◆ **Given entries**
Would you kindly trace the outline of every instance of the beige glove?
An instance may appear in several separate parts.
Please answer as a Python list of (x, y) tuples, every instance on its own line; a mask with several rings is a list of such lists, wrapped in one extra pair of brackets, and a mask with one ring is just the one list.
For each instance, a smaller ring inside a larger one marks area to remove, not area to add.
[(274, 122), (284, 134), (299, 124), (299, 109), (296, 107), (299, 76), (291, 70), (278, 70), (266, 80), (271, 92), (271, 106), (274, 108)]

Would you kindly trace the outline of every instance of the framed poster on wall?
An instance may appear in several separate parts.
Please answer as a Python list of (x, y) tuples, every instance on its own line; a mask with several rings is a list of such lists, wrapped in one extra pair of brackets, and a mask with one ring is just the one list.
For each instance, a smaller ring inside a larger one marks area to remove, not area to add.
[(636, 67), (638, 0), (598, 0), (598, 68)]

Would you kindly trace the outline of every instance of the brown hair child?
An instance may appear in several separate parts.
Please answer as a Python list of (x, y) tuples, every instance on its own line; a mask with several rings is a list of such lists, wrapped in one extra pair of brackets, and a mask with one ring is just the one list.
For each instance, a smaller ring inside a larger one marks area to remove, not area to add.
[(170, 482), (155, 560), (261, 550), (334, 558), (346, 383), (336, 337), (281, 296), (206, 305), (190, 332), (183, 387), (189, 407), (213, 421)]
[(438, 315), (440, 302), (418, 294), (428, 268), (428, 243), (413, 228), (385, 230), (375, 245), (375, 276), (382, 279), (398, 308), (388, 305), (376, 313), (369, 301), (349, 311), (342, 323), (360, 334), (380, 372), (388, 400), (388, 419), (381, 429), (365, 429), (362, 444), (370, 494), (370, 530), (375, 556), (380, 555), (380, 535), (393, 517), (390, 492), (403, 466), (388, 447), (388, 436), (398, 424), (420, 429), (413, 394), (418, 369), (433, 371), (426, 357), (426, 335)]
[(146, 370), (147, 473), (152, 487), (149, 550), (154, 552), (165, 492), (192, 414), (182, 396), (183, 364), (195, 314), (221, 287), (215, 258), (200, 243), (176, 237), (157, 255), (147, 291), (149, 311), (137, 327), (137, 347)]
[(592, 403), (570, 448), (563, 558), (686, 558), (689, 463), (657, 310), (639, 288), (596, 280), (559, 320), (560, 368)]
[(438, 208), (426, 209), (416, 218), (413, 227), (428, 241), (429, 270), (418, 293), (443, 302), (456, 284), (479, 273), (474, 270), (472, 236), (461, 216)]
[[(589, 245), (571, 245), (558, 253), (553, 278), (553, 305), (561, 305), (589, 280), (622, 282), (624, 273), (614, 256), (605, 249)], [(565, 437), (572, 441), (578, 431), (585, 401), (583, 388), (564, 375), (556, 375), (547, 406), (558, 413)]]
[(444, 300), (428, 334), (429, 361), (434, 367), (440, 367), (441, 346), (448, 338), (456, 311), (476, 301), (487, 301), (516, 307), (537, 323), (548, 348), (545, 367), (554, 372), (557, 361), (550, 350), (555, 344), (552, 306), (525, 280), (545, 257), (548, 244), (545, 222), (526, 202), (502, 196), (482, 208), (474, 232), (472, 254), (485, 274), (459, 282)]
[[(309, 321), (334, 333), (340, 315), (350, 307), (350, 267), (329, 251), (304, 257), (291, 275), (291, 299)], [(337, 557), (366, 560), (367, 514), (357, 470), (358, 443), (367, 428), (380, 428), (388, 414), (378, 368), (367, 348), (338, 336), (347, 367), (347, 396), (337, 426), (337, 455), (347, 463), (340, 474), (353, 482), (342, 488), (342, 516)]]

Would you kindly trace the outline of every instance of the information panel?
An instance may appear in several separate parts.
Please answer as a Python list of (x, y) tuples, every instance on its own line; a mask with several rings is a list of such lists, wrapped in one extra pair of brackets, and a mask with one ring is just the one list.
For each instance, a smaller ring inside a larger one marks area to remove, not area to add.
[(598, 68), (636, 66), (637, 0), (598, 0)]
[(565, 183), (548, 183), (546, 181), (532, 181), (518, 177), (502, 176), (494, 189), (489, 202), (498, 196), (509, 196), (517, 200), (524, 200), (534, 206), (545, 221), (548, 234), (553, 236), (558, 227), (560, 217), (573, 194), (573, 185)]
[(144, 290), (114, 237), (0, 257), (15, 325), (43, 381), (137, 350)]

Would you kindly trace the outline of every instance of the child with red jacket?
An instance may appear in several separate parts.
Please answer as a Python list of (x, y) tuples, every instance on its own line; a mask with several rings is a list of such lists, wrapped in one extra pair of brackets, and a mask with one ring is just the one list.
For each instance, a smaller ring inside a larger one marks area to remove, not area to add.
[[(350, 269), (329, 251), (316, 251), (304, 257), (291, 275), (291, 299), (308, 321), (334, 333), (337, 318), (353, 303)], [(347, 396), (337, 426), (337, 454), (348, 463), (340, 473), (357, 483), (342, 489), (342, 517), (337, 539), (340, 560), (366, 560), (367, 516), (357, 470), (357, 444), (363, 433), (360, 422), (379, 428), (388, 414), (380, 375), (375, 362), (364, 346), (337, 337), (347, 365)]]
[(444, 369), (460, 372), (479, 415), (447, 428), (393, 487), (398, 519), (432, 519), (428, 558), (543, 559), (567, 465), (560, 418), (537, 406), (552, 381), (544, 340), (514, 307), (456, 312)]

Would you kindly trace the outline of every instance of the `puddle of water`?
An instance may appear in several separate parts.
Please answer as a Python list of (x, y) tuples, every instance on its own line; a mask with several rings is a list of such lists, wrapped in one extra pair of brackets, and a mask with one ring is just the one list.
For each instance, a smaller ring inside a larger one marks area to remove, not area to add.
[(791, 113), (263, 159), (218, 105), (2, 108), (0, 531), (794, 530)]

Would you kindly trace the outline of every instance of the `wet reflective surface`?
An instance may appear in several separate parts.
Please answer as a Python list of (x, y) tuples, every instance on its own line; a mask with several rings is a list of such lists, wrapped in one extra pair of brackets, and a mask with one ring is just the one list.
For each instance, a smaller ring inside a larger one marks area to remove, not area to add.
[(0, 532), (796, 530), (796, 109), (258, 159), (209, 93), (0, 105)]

◆ **What you will do**
Copy out every entry, keeping each line exactly as it is.

◆ **Problem solution**
Would you kindly trace the outline of every instance of the beige glove?
An instance may appear in several separate parts.
Please answer as a Python list of (x, y) tuples, every instance on its own line; a mask with several rings is a list of such lists, wrapped in one extra pair of brackets, and a mask with one ring is just the one list.
For each instance, a smaller ring inside a larger one marks area to remove, not area to add.
[(274, 122), (284, 134), (299, 124), (299, 109), (296, 107), (299, 76), (291, 70), (278, 70), (266, 80), (271, 92), (271, 106), (274, 108)]

Would you kindly trace the outline of every instance of the framed poster on wall?
An instance may appear in several separate parts.
Please answer as a Python list of (x, y) tuples, every instance on its own line; a mask with several rings is a list of such lists, wrapped in one extra pair of brackets, and a mask with one ring is just the one list.
For each instance, a smaller ring inside a larger one marks area to remove, not area to add.
[(636, 67), (638, 0), (598, 0), (598, 68)]

Would you kindly trace the outline of every instance of the brown hair child?
An instance may appear in several separate parts.
Please answer as a Python list of (x, y) tuples, every instance on its own line; a mask with several rings is a list of such lists, wrapped in one extra pair of brackets, and a mask with one ring is just the one list.
For each instance, a smaller ring inside a larger one marks area to remove, not area to add.
[(170, 482), (155, 560), (261, 550), (334, 558), (346, 383), (336, 337), (281, 296), (206, 305), (190, 332), (183, 387), (189, 407), (213, 421)]
[(438, 315), (440, 302), (418, 294), (428, 268), (428, 243), (413, 228), (385, 230), (375, 245), (375, 276), (382, 279), (398, 308), (388, 305), (376, 313), (369, 301), (349, 311), (342, 323), (360, 334), (380, 372), (388, 400), (388, 419), (381, 429), (365, 429), (362, 444), (370, 494), (370, 530), (375, 556), (380, 555), (380, 535), (393, 517), (390, 492), (403, 466), (388, 447), (388, 436), (398, 424), (420, 429), (413, 394), (418, 369), (433, 371), (426, 357), (426, 335)]
[(146, 370), (147, 473), (152, 487), (149, 550), (154, 552), (165, 492), (192, 414), (182, 396), (183, 364), (195, 314), (221, 287), (215, 258), (200, 243), (176, 237), (157, 255), (147, 291), (149, 311), (137, 327), (137, 347)]
[(592, 403), (570, 448), (563, 558), (686, 558), (689, 463), (657, 310), (639, 288), (596, 280), (559, 320), (560, 368)]
[(438, 208), (426, 209), (416, 218), (413, 227), (428, 241), (429, 270), (418, 293), (443, 302), (456, 284), (479, 273), (474, 270), (472, 236), (461, 216)]
[[(589, 245), (571, 245), (558, 253), (553, 278), (553, 305), (561, 305), (589, 280), (622, 282), (624, 273), (614, 256), (605, 249)], [(565, 437), (572, 441), (578, 431), (585, 401), (583, 388), (564, 375), (556, 375), (547, 406), (558, 413)]]
[(444, 300), (428, 334), (429, 361), (434, 367), (440, 367), (441, 346), (448, 338), (456, 311), (476, 301), (487, 301), (516, 307), (537, 323), (548, 348), (545, 367), (554, 372), (557, 361), (550, 350), (555, 344), (552, 306), (525, 280), (545, 257), (548, 244), (545, 222), (526, 202), (502, 196), (482, 208), (474, 232), (472, 254), (485, 274), (459, 282)]
[[(309, 321), (334, 333), (340, 315), (350, 307), (350, 267), (329, 251), (304, 257), (291, 275), (291, 299)], [(337, 557), (366, 560), (367, 514), (357, 470), (358, 443), (367, 428), (380, 428), (388, 414), (378, 368), (367, 348), (338, 336), (347, 367), (347, 396), (337, 426), (337, 455), (347, 463), (340, 474), (353, 482), (342, 488), (342, 516)]]

Would you kindly trace the outline of every instance of the information panel?
An instance may appear in several separate parts.
Please answer as a Python list of (x, y) tuples, every instance on its own line; a mask with several rings is a list of such lists, wrapped in one extra pair of brackets, and a mask with one ring is just the one list.
For each instance, a smaller ring inside a larger one marks area to remove, not area to add.
[(598, 68), (636, 66), (637, 0), (598, 0)]
[(565, 183), (548, 183), (546, 181), (532, 181), (518, 177), (502, 176), (494, 189), (489, 202), (498, 196), (509, 196), (517, 200), (524, 200), (534, 206), (545, 221), (548, 234), (553, 236), (558, 227), (560, 217), (573, 194), (573, 185)]
[(144, 290), (114, 237), (0, 257), (15, 325), (43, 381), (137, 350)]

Would you kindly trace the outline of every instance of the child with red jacket?
An instance may appear in several separate parts.
Please answer as a Python list of (x, y) tuples, every instance on its own line; a mask with several rings is a list of such lists, wrapped in one extra pair of brackets, and a mask with one ring is just the one list.
For each instance, a smaller ring inside a larger one marks area to remove, not area to add.
[[(350, 269), (329, 251), (316, 251), (304, 257), (291, 275), (291, 299), (308, 321), (334, 333), (337, 318), (353, 303)], [(347, 396), (337, 426), (337, 454), (348, 463), (340, 473), (357, 483), (342, 489), (342, 517), (337, 539), (340, 560), (366, 560), (367, 516), (357, 470), (357, 444), (363, 433), (360, 422), (379, 428), (388, 414), (380, 375), (375, 362), (364, 346), (337, 337), (347, 365)]]
[(444, 369), (460, 372), (479, 415), (447, 428), (393, 487), (398, 519), (432, 519), (428, 558), (543, 559), (567, 465), (560, 418), (537, 406), (552, 381), (544, 340), (514, 307), (456, 312)]

Would you kindly trace the outline of every instance of the `puddle of water`?
An instance may appear in several separate parts.
Please answer as a Python list of (x, y) tuples, every instance on its own line; a mask with several rings is a list of such lists, wrapped in one extra pair of brackets, and a mask with one ring is just the one list.
For each instance, a smaller ring inside a larger one marks area to remove, not area to add.
[(791, 113), (263, 159), (218, 105), (2, 108), (0, 531), (794, 530)]

Would you kindly trace the outline of every instance of the `wet reflective surface`?
An instance may appear in several separate parts.
Please answer as a Python list of (x, y) tuples, every instance on its own line; a mask with several rings is a list of such lists, wrapped in one extra pair of brackets, and a mask with one ring is just the one list.
For each instance, a smaller ring inside a larger one marks area to remove, not area to add.
[(0, 532), (796, 530), (796, 109), (258, 159), (209, 93), (0, 105)]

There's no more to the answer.